* [Given data]
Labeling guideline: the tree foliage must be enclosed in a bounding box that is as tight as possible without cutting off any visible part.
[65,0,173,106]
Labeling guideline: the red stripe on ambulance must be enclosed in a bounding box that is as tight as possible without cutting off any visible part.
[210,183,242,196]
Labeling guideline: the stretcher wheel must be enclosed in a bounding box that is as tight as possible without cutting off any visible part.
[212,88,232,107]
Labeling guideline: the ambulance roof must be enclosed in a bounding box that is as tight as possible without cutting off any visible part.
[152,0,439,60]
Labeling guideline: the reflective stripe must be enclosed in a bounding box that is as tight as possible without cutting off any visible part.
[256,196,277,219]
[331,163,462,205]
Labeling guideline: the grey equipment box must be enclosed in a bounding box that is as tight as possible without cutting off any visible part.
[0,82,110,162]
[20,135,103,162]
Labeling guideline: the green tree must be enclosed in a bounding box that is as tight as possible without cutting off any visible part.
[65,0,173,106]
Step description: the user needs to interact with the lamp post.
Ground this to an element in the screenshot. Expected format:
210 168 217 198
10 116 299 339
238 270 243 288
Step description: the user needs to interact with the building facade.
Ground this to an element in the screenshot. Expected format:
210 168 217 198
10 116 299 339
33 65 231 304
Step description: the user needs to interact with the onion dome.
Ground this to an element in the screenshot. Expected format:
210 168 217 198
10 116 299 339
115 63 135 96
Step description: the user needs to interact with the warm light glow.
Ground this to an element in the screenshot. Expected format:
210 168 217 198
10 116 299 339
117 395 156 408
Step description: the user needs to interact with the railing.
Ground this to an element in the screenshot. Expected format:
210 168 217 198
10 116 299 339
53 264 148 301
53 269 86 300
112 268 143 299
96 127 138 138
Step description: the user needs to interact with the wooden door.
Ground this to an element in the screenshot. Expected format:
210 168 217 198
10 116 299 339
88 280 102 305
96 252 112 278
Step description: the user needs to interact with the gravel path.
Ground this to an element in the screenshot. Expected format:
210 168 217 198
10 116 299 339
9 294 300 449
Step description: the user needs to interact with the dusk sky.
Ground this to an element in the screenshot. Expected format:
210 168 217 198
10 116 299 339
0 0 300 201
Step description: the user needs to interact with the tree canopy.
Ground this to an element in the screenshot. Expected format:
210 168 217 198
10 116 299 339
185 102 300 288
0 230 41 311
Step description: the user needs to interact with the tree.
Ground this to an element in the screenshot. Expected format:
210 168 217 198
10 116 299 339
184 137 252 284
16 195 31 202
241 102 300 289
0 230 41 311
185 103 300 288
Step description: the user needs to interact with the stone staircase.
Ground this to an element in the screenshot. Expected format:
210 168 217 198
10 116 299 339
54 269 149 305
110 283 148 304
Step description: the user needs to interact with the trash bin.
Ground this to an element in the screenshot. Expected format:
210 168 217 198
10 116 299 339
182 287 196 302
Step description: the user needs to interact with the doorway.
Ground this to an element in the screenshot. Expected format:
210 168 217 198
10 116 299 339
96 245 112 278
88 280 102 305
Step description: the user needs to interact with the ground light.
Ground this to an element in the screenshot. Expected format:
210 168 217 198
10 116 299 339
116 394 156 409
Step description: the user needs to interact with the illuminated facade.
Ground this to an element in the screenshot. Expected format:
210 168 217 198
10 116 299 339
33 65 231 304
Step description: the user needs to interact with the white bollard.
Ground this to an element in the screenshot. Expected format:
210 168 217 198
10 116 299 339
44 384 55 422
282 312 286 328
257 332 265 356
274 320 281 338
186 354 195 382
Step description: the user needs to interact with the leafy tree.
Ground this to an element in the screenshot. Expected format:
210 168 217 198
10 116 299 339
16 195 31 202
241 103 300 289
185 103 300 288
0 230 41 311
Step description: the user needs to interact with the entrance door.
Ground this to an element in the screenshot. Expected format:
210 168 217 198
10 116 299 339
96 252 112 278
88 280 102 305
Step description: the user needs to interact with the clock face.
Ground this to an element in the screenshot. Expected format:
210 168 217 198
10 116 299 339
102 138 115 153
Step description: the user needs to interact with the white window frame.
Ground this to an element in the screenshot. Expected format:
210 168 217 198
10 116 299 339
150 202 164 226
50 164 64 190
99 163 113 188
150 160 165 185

* [Direction]
Turn the lines above into a numbered list, leaving out any blank lines.

* [Exercise output]
1. Labeling guideline: the tree foliage must be enclosed in a bounding box that is as tight as possible without cutting off any visible part.
2. [65,0,173,106]
3. Labeling guideline: the red stripe on ambulance must be enclosed in a bounding box that is as tight as possible without cutting off any visible part.
4. [210,183,242,196]
5. Labeling guideline: the stretcher wheel must be enclosed in a bounding box that is as tight as possible without cutting off any visible part.
6. [212,88,232,107]
7. Labeling guideline: the ambulance roof must be enclosed in a bounding box that is as tight as possible without cutting off any visible part.
8. [152,0,439,60]
9. Labeling guideline: the reflective stripe must be enclosed in a bounding box that is as tight as possible without cutting off any visible part.
10. [256,196,277,219]
11. [331,163,462,205]
12. Labeling guideline: the grey equipment box must be enclosed in a bounding box that is as tight as possible without cutting off any visible part.
13. [0,82,110,162]
14. [20,135,103,162]
15. Labeling guideline: the green tree must be enclosed in a bounding box that is as tight as possible without cutting off any visible part.
16. [65,0,173,106]
17. Step description: the user needs to interact with the lamp post.
18. Ground this to an element in the screenshot. Expected format:
19. 210 168 217 198
20. 10 116 299 339
21. 238 270 243 288
22. Step description: the user needs to interact with the building facade.
23. Ground this to an element in the screenshot. Expected format:
24. 210 168 217 198
25. 10 116 299 339
26. 33 65 231 304
27. Step description: the user needs to interact with the onion dome.
28. Ground this to an element in the screenshot. Expected format:
29. 210 168 217 198
30. 10 116 299 339
31. 115 63 135 96
32. Step description: the user needs to interact with the warm light glow.
33. Ground this to an element in the screenshot. Expected format:
34. 210 168 217 198
35. 10 116 299 339
36. 117 395 156 408
37. Step description: the user needs to interact with the railing.
38. Ground this to an element in the screenshot. Expected format:
39. 210 168 217 198
40. 10 116 299 339
41. 53 264 148 301
42. 53 269 86 300
43. 112 268 143 299
44. 96 127 138 138
45. Step description: the user needs to interact with the wooden door.
46. Ground this to an element in the screenshot. Expected format:
47. 210 168 217 198
48. 10 116 299 339
49. 88 280 102 305
50. 96 252 112 278
51. Step description: the user needs to interact with the gravel path.
52. Ground this to an element in the screenshot. Expected format:
53. 210 168 217 198
54. 10 116 299 339
55. 9 294 300 449
56. Step description: the user needs to interact with the dusk sky.
57. Ground this to an element in the screenshot. Expected format:
58. 210 168 217 198
59. 10 116 299 339
60. 0 0 300 201
61. Step description: the user needs to interact with the tree canopy.
62. Ground this to an element in the screenshot. Expected format:
63. 210 168 217 198
64. 10 116 299 339
65. 185 102 300 288
66. 0 230 41 311
67. Step description: the user needs to interact with the tree.
68. Ground this to an element in the screenshot. Expected format:
69. 210 168 217 198
70. 10 116 299 339
71. 184 137 252 284
72. 16 195 31 202
73. 241 102 300 289
74. 0 230 41 311
75. 185 103 300 288
76. Step description: the user needs to interact with the stone staircase.
77. Ground this to an element in the screenshot. Expected format:
78. 210 168 217 198
79. 10 116 299 339
80. 54 269 149 305
81. 110 283 148 304
82. Step description: the user needs to interact with the trash bin.
83. Ground this to an element in the screenshot. Expected format:
84. 210 168 217 198
85. 10 116 299 339
86. 182 287 196 302
87. Step description: the user needs to interact with the doorway.
88. Ground this to an element in the screenshot. Expected format:
89. 210 168 217 198
90. 10 116 299 339
91. 96 245 112 278
92. 88 280 102 305
93. Step description: the user needs to interact with the ground light.
94. Ground this to an element in the screenshot. Expected format:
95. 210 168 217 198
96. 10 116 299 339
97. 116 394 156 409
98. Step description: the user needs to interact with the illuminated facade.
99. Ground this to an element in the screenshot. Expected format:
100. 210 168 217 198
101. 10 116 299 339
102. 33 65 231 304
103. Step description: the user needs to interact with the white bollard.
104. Ground this to an element in the screenshot. Expected format:
105. 210 168 217 198
106. 10 116 299 339
107. 44 384 55 422
108. 282 312 286 328
109. 257 332 265 356
110. 274 320 281 338
111. 186 354 195 382
112. Step description: the user needs to interact with the leafy tree.
113. Ground this to an element in the screenshot. Expected format:
114. 210 168 217 198
115. 10 116 299 339
116. 16 195 31 202
117. 241 103 300 289
118. 185 103 300 288
119. 0 230 41 311
120. Step description: the user needs to interact with the entrance door.
121. Ground this to an element in the screenshot. Expected format:
122. 210 168 217 198
123. 10 116 299 339
124. 96 252 112 278
125. 88 280 102 305
126. Step description: the user needs to interact with the clock face.
127. Ground this to an element in the screenshot. Expected format:
128. 210 168 217 198
129. 10 116 299 339
130. 102 138 115 153
131. Step description: the user needs to interact with the white window frame.
132. Ground this to an element in the screenshot. Expected format:
133. 210 168 217 198
134. 10 116 299 339
135. 150 202 164 226
136. 50 164 64 190
137. 99 163 113 188
138. 150 160 165 185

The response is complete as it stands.